WORK REQUIRED: Print the records below word for word, keeping every line in its original order.
((
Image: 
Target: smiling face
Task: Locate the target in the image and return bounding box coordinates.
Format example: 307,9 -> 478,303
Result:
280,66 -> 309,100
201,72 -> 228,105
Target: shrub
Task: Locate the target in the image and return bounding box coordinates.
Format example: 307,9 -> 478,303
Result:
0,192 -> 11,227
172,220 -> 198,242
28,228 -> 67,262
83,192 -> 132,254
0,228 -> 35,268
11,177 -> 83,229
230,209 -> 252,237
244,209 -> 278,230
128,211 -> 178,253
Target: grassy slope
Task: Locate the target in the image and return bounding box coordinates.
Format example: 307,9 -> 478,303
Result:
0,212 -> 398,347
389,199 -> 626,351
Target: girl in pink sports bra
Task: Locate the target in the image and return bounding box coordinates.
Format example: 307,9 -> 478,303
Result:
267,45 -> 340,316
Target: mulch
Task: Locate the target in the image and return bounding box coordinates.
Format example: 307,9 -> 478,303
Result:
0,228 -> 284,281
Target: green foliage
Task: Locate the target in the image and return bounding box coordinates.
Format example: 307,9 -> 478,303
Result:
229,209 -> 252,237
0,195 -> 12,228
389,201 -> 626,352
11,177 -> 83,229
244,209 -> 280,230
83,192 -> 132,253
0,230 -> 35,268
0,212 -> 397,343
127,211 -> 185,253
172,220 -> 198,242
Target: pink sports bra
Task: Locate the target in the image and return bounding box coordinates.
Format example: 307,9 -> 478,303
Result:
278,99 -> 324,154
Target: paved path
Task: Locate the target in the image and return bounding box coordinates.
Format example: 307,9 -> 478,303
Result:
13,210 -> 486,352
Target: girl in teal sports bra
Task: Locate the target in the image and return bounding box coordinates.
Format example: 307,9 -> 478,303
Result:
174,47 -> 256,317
))
OUTPUT OF THE EXERCISE:
Image: 
Target: smiling face
Task: Locate the target in the image and return bounding box coordinates.
Format example: 307,9 -> 478,303
Result:
280,66 -> 309,100
201,72 -> 228,105
Target: shrub
Task: Locate the target in the image and return bounding box coordinates.
Format example: 307,9 -> 478,303
Result:
0,192 -> 11,227
172,220 -> 198,242
28,228 -> 67,262
83,192 -> 132,254
0,228 -> 35,268
11,177 -> 83,229
230,209 -> 252,237
244,209 -> 278,230
128,211 -> 178,253
Target: grassy slope
Task: Locate the target in the image and return bounding box coordinates.
Format example: 307,9 -> 478,303
Result:
0,212 -> 398,347
389,199 -> 626,351
Target: girl in pink sports bra
Task: Locate the target in the image and return bounding box coordinates.
Format example: 307,9 -> 478,303
Result:
267,45 -> 340,316
Target: mulch
Task: Locate the target in the image and return bounding box coordinates.
Format example: 307,9 -> 478,303
Result:
0,228 -> 284,281
Target: green foliage
Task: Locate the target in the image and return bounding box coordinates.
Format example: 307,9 -> 478,303
Result:
229,209 -> 252,237
0,195 -> 12,228
389,201 -> 626,352
11,177 -> 83,229
244,209 -> 280,230
83,192 -> 132,253
0,230 -> 35,268
0,212 -> 397,343
127,211 -> 185,253
172,220 -> 198,242
Target: pink sports bra
Task: Locate the target in the image and return bounding box coordinates.
Format example: 307,9 -> 478,303
Result:
278,99 -> 324,154
Target: paved path
Task: Locate the target in the image and return bounding box coordinates.
Format example: 307,9 -> 478,303
Result:
13,210 -> 486,352
Target: girl in teal sports bra
Task: Locate the target in the image and return bounding box coordinates.
Format example: 307,9 -> 478,303
Result:
174,47 -> 256,317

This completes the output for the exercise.